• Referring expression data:

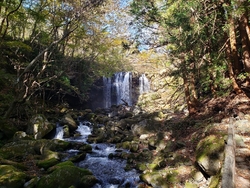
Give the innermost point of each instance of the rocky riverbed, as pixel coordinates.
(167, 149)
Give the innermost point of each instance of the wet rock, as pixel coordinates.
(19, 135)
(7, 129)
(209, 154)
(47, 163)
(22, 148)
(11, 177)
(68, 120)
(66, 176)
(39, 126)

• What to work on: Taking each record in turn, retype it exactly and drop any picture.

• Exercise output:
Give the innermost point of each instance of the rocky riverbed, as pixel coordinates.
(167, 149)
Give the innermost point of each instance of the wet rock, as pixel coordinates.
(19, 135)
(7, 129)
(209, 154)
(47, 163)
(22, 148)
(11, 177)
(68, 120)
(66, 176)
(39, 126)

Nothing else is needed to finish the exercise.